══ EXCERPTED PASSAGE
The UN Under-Sectretary-General for Humanitarian Affairs, Mark Lowcock, visited the Democratic Republic of the Congo (DRC) this week for the first time. Following meetings with internally displaced persons, Lowcock underscored that the DRC is the site of one of the most devastating humanitarian crises in the world today. A year after his term ended, Congolese President Joseph Kabila is taking increasingly desperate steps to cling to power, as his country sinks ever deeper into chaos. Millions of people in the DRC and neighbouring countries have been displaced from their homes, a desperate narrative played out against a backdrop of warring militia groups, famine, cholera, and sexual violence.
Under Kabila’s increasingly disastrous leadership, the DRC is faced with such myriad problems—each individual issue on its own would be serious enough to merit an international relief effort—that it is difficult to envision how to begin tackling the beleaguered nation’s challenges.
The deadliest of these problems are old ethnic enmities which have been rekindled as tensions rise throughout the country. The dormant conflict between the Hema and Lendu communities—who were locked in a bloody war from 1998 to 2003 which killed thousands of people—has reignited, with disastrous results. Congolese citizens are fleeing the country in such numbers that aid agencies in neighbouring nations are struggling to cope. In one week alone in February, almost 7,000 Congolese fled to Burundi, while 1,200 escaped into Tanzania. It has been Uganda, though, that has borne the brunt of the refugee exodus, as people escape from a place where, in the words of one man who had lost his entire family, ‘people are being killed and slaughtered like animals’. According to a New York Times analysis of active-fire data from NASA, whole Congolese villages are being razed to the ground as part of a ‘scorched earth’ policy, meaning that even if these refugees wish to return home, they may no longer have one to go back to.
════
REQUIRED TASK A> According to the article on the Congo crisis, how many Congolese fled to Burundi in one week in February?
REQUIRED TASK B> Go on with the article on the Congo crisis from the point where it stops.
══ AVAILABLE DATA
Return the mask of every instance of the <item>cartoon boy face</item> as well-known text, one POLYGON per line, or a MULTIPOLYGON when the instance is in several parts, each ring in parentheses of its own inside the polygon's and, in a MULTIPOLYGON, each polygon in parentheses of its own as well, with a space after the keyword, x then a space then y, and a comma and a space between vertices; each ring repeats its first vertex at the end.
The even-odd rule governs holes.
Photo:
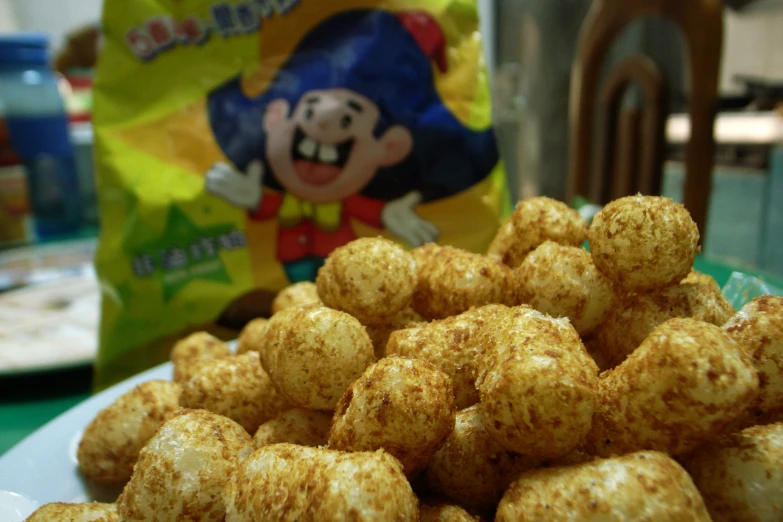
POLYGON ((376 137, 379 117, 375 103, 348 89, 306 92, 293 111, 286 100, 272 101, 263 124, 275 177, 313 203, 356 194, 378 168, 401 162, 413 147, 410 131, 401 125, 376 137))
════
RESPONSE A> Almost 7,000

RESPONSE B>
Even neutral onlookers are getting dragged into the conflict in the east of the country, with Tanzanian aid workers and gorilla conservationists becoming collateral damage. Insurgent rebel groups, such as the Allied Democratic Forces (ADF), are capitalising on the chaos in the country to further their own ambitions, which include driving peacekeeping forces out of the region. Indeed, the situation is so grave that the Catholic Church, highly influential in the DRC, is now warning that the country could very easily spiral out of control and face “either a civil war or a genocide”.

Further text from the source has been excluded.